Set problem a>
Report each row below that contains the string "wall", treating uppercase and lowercase letters as different.

Text excerpt>
=====

Daniella Kertesz is Segen (center left) and Brad Pitt is Gerry Lane (center right) in WORLD WAR Z, from Paramount Pictures and Skydance Productions in association with Hemisphere Media Capital and GK Films.
Daniella Kertesz is Segen (center left) and Brad Pitt is Gerry Lane (center right) in WORLD WAR Z, from Paramount Pictures and Skydance Productions in association with Hemisphere Media Capital and GK Films.

by Bill Watters, Editor

It says a lot about a movie when people suggest to NOT read the book before watching it in the theater as I’ve found more and more people doing with World War Z. I rather wish someone would have given me that same advice before I excitedly jumped into reading it a few weeks ago in advance of the movie’s premiere.

World War Z: An Oral History of the Zombie War is for a wide range of reasons one of the best zombie novels to come along in a very long while. Unfortunately the Marc Forster directed movie bears little resemblance to anything in the book (so much so that the only thing achieved by using the same title is pissing off the vast majority of the book’s fans). With the screenplay having been written by J. Michael Straczynski,(Babylon 5, Amazing Spider-Man) I had perhaps unrealistic hopes of it at least living within the same universe as the book. The movie seems to suffer the same sort of media translation that Charlaine Harris’ True Blood fell prey to: Beyond a few character names, fleeting snippets of dialogue and the general premise of supernatural beings are around, everything else is utterly unrelated.

=====

Record list>
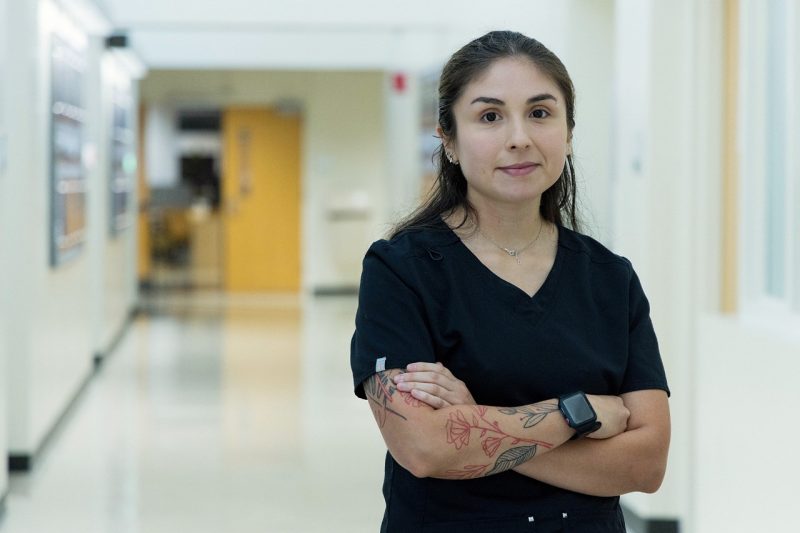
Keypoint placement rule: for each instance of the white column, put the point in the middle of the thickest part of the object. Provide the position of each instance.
(4, 247)
(666, 165)
(23, 185)
(97, 196)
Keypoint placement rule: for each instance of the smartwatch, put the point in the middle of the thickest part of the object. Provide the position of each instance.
(579, 414)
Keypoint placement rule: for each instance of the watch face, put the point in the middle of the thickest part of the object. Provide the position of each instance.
(579, 408)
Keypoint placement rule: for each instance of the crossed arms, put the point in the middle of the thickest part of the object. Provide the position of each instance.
(457, 440)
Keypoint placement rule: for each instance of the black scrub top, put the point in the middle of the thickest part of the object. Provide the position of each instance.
(425, 297)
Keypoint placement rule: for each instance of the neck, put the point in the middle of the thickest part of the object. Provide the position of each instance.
(511, 225)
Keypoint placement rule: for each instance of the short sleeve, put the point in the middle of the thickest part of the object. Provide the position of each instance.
(391, 328)
(644, 370)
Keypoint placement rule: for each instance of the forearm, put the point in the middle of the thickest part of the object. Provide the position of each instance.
(462, 442)
(629, 462)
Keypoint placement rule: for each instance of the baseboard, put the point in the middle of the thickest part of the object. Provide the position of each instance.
(3, 507)
(26, 462)
(19, 463)
(336, 290)
(99, 357)
(638, 524)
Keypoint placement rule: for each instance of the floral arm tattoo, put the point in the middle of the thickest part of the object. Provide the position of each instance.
(460, 429)
(464, 424)
(380, 391)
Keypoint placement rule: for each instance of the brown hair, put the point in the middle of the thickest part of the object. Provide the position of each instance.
(450, 189)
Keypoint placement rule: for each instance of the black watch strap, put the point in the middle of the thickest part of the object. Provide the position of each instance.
(579, 414)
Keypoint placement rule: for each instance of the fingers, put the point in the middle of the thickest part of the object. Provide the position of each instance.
(448, 382)
(429, 389)
(438, 368)
(434, 401)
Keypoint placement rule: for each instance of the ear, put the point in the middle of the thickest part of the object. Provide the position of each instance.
(446, 142)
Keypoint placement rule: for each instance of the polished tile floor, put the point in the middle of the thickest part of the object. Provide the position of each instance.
(215, 413)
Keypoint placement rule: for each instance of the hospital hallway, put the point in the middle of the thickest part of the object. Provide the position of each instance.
(214, 413)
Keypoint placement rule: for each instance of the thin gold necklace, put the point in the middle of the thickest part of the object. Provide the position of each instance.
(514, 252)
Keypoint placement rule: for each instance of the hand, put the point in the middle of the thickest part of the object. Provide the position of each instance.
(612, 413)
(434, 385)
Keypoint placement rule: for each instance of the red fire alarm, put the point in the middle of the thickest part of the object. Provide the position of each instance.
(399, 82)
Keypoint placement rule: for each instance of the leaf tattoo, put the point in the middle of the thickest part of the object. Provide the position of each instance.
(511, 458)
(533, 414)
(380, 389)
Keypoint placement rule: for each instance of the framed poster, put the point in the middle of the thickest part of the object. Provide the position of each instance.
(123, 160)
(68, 176)
(428, 120)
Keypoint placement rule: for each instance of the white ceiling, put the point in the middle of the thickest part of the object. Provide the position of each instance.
(313, 34)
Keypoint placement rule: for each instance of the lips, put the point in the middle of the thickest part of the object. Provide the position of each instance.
(519, 169)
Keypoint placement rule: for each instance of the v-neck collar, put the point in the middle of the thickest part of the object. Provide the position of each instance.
(507, 290)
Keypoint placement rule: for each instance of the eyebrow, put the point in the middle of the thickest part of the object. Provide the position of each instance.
(497, 101)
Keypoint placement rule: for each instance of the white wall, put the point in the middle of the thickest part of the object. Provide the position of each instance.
(112, 257)
(747, 464)
(4, 194)
(50, 349)
(50, 310)
(342, 145)
(666, 176)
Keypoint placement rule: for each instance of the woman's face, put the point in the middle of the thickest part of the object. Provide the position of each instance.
(511, 134)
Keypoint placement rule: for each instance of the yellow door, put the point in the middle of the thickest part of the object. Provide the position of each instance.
(261, 195)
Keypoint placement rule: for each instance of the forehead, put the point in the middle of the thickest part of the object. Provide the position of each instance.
(511, 77)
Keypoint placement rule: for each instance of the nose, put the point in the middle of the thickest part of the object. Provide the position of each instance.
(519, 137)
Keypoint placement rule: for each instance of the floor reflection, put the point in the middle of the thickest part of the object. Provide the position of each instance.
(216, 412)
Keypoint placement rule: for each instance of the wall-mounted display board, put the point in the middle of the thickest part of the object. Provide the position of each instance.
(68, 176)
(428, 120)
(123, 160)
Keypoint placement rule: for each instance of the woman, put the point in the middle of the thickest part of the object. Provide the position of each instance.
(490, 338)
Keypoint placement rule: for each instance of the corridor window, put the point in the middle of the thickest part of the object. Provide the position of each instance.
(769, 134)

=====

Set problem b>
Restate word for word everything in the World War Z review above from "World War Z: An" down to "is utterly unrelated.".

Solution a>
Keypoint placement rule: for each instance of the white wall, put the point in the middle of the thickest part of the object. Provide the position of each instance.
Keypoint placement rule: for each instance of the wall-mounted display board, put the point in the middle of the thickest part of the object. Provide the position of each instance.

Solution b>
World War Z: An Oral History of the Zombie War is for a wide range of reasons one of the best zombie novels to come along in a very long while. Unfortunately the Marc Forster directed movie bears little resemblance to anything in the book (so much so that the only thing achieved by using the same title is pissing off the vast majority of the book’s fans). With the screenplay having been written by J. Michael Straczynski,(Babylon 5, Amazing Spider-Man) I had perhaps unrealistic hopes of it at least living within the same universe as the book. The movie seems to suffer the same sort of media translation that Charlaine Harris’ True Blood fell prey to: Beyond a few character names, fleeting snippets of dialogue and the general premise of supernatural beings are around, everything else is utterly unrelated.